20 Kasım 2013 Çarşamba

DERVİŞ YOLU GÜLŞEN-İ TEVHİD 194

Zevk bayed ta dehed tâat ber
Mağz bated ta dehed dane şecer
(Hazreti Mevlana, Mesnevi 2.inci cilt 3396 inci beyit açıklaması)

“ Tâatlerin (Allah’ın emirlerini yerine getirmenin) meyve vermesi için gönülde zevk ( Hayatımıza imanın hâkim olması, Allah’ın mecbur kıldığını yapmamız,  günahlardan ve şüphelilerden çekinerek temiz kalmamız) gerektir.
Tohumun ağaç vermesi için tohumda öz gerektir.”

İbadetten zevk almak velilerin nasibidir.
Avamın ibadeti taklit( Belli bir örneğe benzemeye veya benzetmeye çalışma) ve riyadır (İki yüzlülük).

Avam (Bilgi ve anlayışı az, hakikate ulaşamamış, birliğin ‘Tevhit’ hakikatinden haberi olmayan), ibadetin zevkini nerden bulacak?

Öğe Kümesi:

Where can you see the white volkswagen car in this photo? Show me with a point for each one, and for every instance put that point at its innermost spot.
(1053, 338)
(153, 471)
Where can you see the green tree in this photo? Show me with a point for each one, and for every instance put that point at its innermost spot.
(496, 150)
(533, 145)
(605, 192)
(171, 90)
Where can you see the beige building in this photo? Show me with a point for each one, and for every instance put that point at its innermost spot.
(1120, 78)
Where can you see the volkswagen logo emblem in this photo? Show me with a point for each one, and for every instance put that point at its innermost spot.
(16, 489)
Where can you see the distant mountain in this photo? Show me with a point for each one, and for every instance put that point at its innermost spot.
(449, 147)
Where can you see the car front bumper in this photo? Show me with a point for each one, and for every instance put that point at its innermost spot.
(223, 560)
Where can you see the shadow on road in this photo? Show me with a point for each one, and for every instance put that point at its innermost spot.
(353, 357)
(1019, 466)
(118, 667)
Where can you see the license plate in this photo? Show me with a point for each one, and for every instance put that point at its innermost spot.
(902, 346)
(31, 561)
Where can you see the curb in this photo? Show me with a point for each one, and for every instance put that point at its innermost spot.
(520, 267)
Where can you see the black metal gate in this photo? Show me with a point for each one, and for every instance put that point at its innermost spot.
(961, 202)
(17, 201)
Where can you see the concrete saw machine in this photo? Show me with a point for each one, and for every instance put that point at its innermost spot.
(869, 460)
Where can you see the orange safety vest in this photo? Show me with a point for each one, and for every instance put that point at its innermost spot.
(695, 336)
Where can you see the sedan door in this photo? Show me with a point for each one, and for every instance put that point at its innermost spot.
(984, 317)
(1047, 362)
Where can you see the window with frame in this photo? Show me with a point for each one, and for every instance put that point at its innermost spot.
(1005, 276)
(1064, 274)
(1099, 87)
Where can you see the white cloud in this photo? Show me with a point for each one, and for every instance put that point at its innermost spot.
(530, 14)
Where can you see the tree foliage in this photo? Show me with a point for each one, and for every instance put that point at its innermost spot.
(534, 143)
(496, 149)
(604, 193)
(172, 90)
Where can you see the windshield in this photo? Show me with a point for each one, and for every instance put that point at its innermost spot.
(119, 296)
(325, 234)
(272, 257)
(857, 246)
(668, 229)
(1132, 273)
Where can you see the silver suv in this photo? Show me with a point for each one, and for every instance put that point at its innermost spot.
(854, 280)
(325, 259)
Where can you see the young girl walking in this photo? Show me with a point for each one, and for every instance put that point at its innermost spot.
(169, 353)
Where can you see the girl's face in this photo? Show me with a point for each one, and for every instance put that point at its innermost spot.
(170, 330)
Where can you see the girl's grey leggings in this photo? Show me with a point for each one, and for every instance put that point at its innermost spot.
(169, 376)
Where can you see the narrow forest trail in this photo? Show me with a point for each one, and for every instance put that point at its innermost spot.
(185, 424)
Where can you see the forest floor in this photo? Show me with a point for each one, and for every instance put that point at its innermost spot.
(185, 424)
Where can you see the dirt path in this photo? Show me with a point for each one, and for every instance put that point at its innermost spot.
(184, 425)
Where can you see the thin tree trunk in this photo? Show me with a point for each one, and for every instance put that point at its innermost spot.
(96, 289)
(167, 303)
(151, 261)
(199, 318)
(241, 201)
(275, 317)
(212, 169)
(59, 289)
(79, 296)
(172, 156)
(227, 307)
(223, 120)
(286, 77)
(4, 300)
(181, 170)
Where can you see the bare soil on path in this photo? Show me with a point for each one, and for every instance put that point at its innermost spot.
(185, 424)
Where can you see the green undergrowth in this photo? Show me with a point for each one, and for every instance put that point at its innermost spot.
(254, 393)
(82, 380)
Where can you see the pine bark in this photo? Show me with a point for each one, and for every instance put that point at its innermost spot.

Amaç: Mesnevi beytini açıklayan metinde "20 Kasım 2013" ile "riyadır (İki yüzlülük)." arasındaki bölümü, iki uç da dahil olmak üzere hiç değiştirmeden yeniden yazın.

Alıştırma Çıktısı:
20 Kasım 2013 Çarşamba

DERVİŞ YOLU GÜLŞEN-İ TEVHİD 194

Zevk bayed ta dehed tâat ber
Mağz bated ta dehed dane şecer
(Hazreti Mevlana, Mesnevi 2.inci cilt 3396 inci beyit açıklaması)

“ Tâatlerin (Allah’ın emirlerini yerine getirmenin) meyve vermesi için gönülde zevk ( Hayatımıza imanın hâkim olması, Allah’ın mecbur kıldığını yapmamız,  günahlardan ve şüphelilerden çekinerek temiz kalmamız) gerektir.
Tohumun ağaç vermesi için tohumda öz gerektir.”

İbadetten zevk almak velilerin nasibidir.
Avamın ibadeti taklit( Belli bir örneğe benzemeye veya benzetmeye çalışma) ve riyadır (İki yüzlülük).